- WORK REQUIRED
In your copy, leave out the pictures and repeat the entries below exactly.

- GIVEN ENTRIES
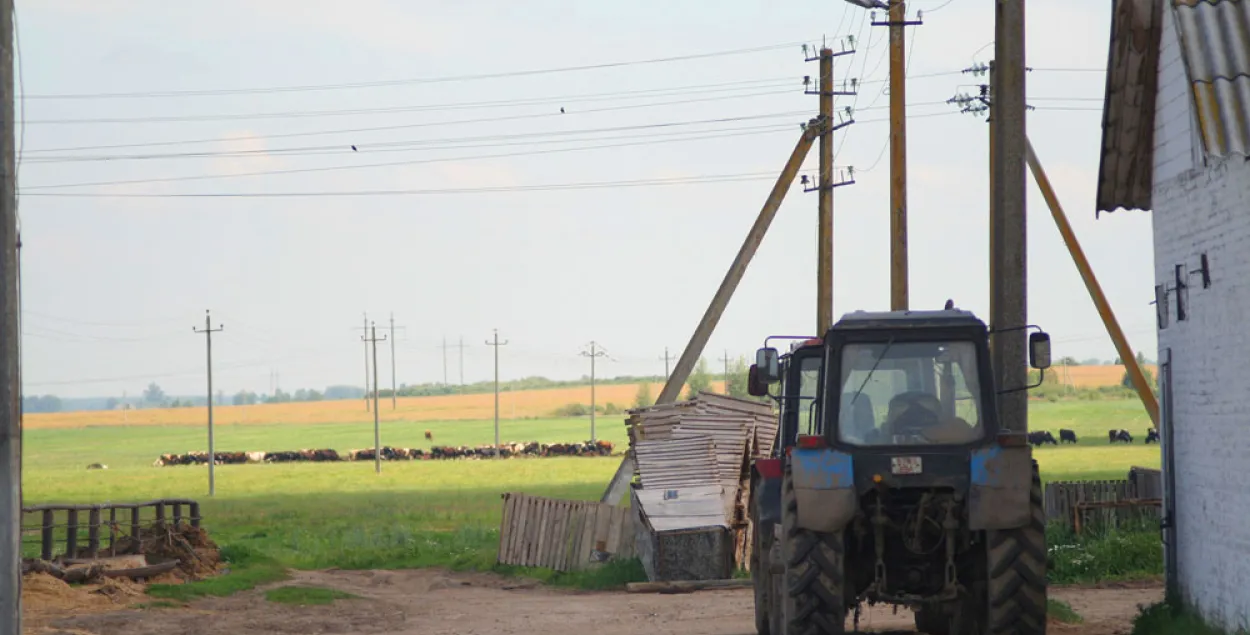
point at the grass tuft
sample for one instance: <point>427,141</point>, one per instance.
<point>1063,611</point>
<point>248,570</point>
<point>1170,619</point>
<point>306,595</point>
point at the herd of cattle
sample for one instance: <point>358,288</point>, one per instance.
<point>1115,436</point>
<point>393,454</point>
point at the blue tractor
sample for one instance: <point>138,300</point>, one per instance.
<point>894,480</point>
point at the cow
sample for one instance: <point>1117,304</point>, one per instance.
<point>1041,436</point>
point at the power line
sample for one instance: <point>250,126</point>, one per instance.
<point>414,80</point>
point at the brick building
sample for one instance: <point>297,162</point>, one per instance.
<point>1176,143</point>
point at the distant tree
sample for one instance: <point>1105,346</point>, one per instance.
<point>700,380</point>
<point>735,384</point>
<point>643,398</point>
<point>154,394</point>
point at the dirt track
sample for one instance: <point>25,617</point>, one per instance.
<point>433,603</point>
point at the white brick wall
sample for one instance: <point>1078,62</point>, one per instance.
<point>1205,210</point>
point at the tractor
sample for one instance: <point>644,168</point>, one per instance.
<point>893,480</point>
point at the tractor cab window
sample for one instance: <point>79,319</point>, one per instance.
<point>799,405</point>
<point>909,393</point>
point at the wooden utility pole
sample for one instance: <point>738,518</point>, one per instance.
<point>1094,288</point>
<point>496,344</point>
<point>371,341</point>
<point>825,203</point>
<point>619,484</point>
<point>898,158</point>
<point>10,369</point>
<point>593,354</point>
<point>1008,226</point>
<point>208,343</point>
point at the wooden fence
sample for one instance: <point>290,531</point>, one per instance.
<point>1076,505</point>
<point>565,535</point>
<point>164,511</point>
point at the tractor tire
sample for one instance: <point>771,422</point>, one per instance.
<point>1016,573</point>
<point>815,578</point>
<point>761,579</point>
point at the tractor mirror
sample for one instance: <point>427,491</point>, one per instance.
<point>755,386</point>
<point>1039,350</point>
<point>768,366</point>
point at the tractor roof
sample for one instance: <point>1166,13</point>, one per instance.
<point>908,319</point>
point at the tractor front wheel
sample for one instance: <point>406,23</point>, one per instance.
<point>815,576</point>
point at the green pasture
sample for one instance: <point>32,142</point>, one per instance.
<point>418,513</point>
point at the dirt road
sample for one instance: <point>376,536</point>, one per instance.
<point>434,603</point>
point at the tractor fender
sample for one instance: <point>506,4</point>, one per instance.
<point>824,489</point>
<point>999,489</point>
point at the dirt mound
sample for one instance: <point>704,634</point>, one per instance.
<point>196,554</point>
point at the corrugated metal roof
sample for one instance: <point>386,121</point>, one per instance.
<point>1215,46</point>
<point>1215,40</point>
<point>1126,169</point>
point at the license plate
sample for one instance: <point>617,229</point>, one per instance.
<point>905,465</point>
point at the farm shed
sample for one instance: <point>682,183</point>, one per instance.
<point>1176,143</point>
<point>693,465</point>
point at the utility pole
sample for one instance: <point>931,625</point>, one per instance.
<point>208,341</point>
<point>595,351</point>
<point>10,366</point>
<point>394,389</point>
<point>371,341</point>
<point>1008,225</point>
<point>496,344</point>
<point>825,189</point>
<point>365,328</point>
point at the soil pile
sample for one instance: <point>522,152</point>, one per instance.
<point>196,554</point>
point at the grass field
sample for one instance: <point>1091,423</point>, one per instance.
<point>420,513</point>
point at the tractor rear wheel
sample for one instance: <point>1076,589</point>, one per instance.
<point>761,579</point>
<point>815,576</point>
<point>1016,568</point>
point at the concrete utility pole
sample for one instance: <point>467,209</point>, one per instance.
<point>371,341</point>
<point>496,344</point>
<point>394,388</point>
<point>365,328</point>
<point>593,354</point>
<point>208,341</point>
<point>10,368</point>
<point>1008,224</point>
<point>825,204</point>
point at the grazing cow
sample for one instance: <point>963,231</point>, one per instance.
<point>1041,436</point>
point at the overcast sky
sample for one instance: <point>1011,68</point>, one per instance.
<point>113,284</point>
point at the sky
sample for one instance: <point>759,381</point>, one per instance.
<point>459,231</point>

- FINISHED TASK
point at the grass tuft
sample for one instance: <point>427,141</point>, one per instance.
<point>1063,611</point>
<point>248,570</point>
<point>1170,619</point>
<point>306,595</point>
point at the herd of cattle
sample for one instance: <point>358,288</point>, one per instance.
<point>1115,436</point>
<point>393,454</point>
point at the blue tractor
sample for one instance: <point>138,300</point>, one per instance.
<point>894,480</point>
point at the cow
sample for one instance: <point>1117,304</point>, one per instance.
<point>1041,436</point>
point at the power line
sample for one instance: <point>250,126</point>, one per instance.
<point>414,80</point>
point at the brick building
sample for one instance: <point>297,162</point>, one per instance.
<point>1176,143</point>
point at the distant tree
sample for one instance: <point>1105,346</point>, one per instance.
<point>700,380</point>
<point>735,384</point>
<point>643,398</point>
<point>154,394</point>
point at the dirt track
sample for one instance: <point>25,617</point>, one per instance.
<point>433,603</point>
point at the white brick wall
sample for one instance: <point>1078,62</point>, one per instance.
<point>1205,210</point>
point at the tractor
sample for one instance: <point>644,168</point>, one per instance.
<point>893,480</point>
point at the tractor cab window
sample for one instance: <point>79,319</point>, one per instance.
<point>799,405</point>
<point>909,393</point>
point at the wooden utility pole
sample for one instance: <point>738,518</point>, one per instance.
<point>1094,288</point>
<point>496,344</point>
<point>371,341</point>
<point>825,203</point>
<point>619,484</point>
<point>898,158</point>
<point>10,369</point>
<point>593,354</point>
<point>1008,226</point>
<point>208,343</point>
point at the wooden fence
sample for one instance: <point>290,531</point>, one per instance.
<point>1076,505</point>
<point>565,535</point>
<point>164,511</point>
point at the tractor tire
sample for one instance: <point>771,422</point>, one per instance.
<point>1016,573</point>
<point>815,578</point>
<point>761,579</point>
point at the tractor mirror
sample for one instance: <point>427,491</point>, one per instance.
<point>755,386</point>
<point>1039,350</point>
<point>768,366</point>
point at the tractor roof
sample for one instance: <point>1166,13</point>, one per instance.
<point>908,319</point>
point at the tractor front wheel
sample for one instance: <point>406,23</point>, one per instance.
<point>815,576</point>
point at the green pasture
sample for one instance: <point>32,142</point>, one per instance.
<point>418,513</point>
point at the dirt road
sample for one instance: <point>376,536</point>, one per instance.
<point>434,603</point>
point at the tractor fender
sample for one instance: <point>506,4</point>, one per instance.
<point>824,489</point>
<point>999,489</point>
point at the dirt mound
sample for one instance: <point>704,634</point>, one per instance.
<point>196,554</point>
point at the corrugated metal roof
sample for one instance: <point>386,121</point>, one per instance.
<point>1215,46</point>
<point>1215,40</point>
<point>1126,169</point>
point at the license plate
sample for one instance: <point>617,229</point>, one per instance.
<point>905,465</point>
point at the farm shed
sample for one instance: <point>682,183</point>, one per instance.
<point>1176,143</point>
<point>693,465</point>
point at the utility pole
sample for one instance: <point>931,625</point>, one per instance.
<point>208,341</point>
<point>595,351</point>
<point>10,366</point>
<point>394,389</point>
<point>371,341</point>
<point>1008,225</point>
<point>496,344</point>
<point>825,189</point>
<point>365,328</point>
point at the soil pile
sample for one instance: <point>522,152</point>, one per instance.
<point>196,554</point>
point at the grass field
sample for one instance: <point>1091,423</point>, one per instance.
<point>420,513</point>
point at the tractor rear wheel
sample for one instance: <point>1076,589</point>, one per instance.
<point>761,579</point>
<point>815,576</point>
<point>1016,568</point>
point at the concrete utility pole
sample for one instance: <point>467,209</point>, one per instance.
<point>371,341</point>
<point>496,344</point>
<point>394,388</point>
<point>365,328</point>
<point>593,354</point>
<point>208,341</point>
<point>10,368</point>
<point>1008,224</point>
<point>825,204</point>
point at the grazing cow
sample for one instance: <point>963,231</point>, one per instance.
<point>1041,436</point>
point at the overcast sky
sample for one instance: <point>1011,68</point>, one per instance.
<point>113,284</point>
point at the sky
sample for one instance: <point>759,381</point>, one per instance.
<point>459,231</point>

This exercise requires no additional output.